SHORT TASK = Select every line of the entries that contains the word "seated", and copy those lines. Case counts.

(Entries from a collection)
----

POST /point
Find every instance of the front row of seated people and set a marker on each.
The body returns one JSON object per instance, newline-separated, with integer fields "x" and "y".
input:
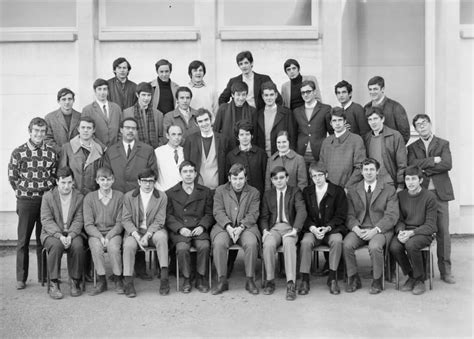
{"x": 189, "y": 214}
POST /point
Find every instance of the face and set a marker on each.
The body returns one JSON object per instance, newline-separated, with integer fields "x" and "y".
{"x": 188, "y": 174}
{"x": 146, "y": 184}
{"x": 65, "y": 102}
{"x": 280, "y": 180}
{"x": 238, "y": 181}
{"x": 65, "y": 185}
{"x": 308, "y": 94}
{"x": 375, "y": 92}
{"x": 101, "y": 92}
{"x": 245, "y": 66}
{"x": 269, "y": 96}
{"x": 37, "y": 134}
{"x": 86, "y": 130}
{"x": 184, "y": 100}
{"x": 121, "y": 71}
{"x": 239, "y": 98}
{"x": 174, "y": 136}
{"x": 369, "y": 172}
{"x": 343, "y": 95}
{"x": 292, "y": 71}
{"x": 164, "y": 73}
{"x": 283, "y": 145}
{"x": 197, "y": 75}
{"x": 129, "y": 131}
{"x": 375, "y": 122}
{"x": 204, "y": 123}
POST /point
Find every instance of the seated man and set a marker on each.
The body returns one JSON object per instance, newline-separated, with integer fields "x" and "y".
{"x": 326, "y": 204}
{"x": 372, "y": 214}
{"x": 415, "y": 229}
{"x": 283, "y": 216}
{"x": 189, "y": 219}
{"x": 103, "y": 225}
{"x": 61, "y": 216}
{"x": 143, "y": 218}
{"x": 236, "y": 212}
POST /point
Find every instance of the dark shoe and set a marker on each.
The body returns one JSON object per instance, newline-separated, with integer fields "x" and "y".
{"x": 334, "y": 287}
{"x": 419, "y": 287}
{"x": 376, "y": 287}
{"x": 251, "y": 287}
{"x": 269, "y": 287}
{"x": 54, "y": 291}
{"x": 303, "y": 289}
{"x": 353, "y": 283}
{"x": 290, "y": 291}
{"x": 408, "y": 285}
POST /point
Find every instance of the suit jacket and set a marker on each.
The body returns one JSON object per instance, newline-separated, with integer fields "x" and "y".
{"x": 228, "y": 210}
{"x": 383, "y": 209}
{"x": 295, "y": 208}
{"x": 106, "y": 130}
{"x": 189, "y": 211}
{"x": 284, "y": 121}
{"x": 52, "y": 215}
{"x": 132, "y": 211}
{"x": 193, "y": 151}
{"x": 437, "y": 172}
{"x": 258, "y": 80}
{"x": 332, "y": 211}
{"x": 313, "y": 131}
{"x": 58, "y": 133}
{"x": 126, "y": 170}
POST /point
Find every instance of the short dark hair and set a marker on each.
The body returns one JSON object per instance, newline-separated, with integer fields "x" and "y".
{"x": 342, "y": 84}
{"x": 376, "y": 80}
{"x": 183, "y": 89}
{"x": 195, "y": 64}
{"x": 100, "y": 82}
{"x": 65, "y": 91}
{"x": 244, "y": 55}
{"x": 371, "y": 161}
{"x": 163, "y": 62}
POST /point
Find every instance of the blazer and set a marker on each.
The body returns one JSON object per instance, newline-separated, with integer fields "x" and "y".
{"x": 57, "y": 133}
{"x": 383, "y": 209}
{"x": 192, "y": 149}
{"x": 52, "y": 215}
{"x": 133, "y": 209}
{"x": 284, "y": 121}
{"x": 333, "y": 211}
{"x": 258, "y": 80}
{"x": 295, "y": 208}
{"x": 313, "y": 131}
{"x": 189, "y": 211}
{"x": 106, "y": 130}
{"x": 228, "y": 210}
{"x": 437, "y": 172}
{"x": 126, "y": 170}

----

WRITTEN REPLY =
Find every instance of the front row of seated people and set a marker on each.
Find every instance of the seated man and set a marker on each.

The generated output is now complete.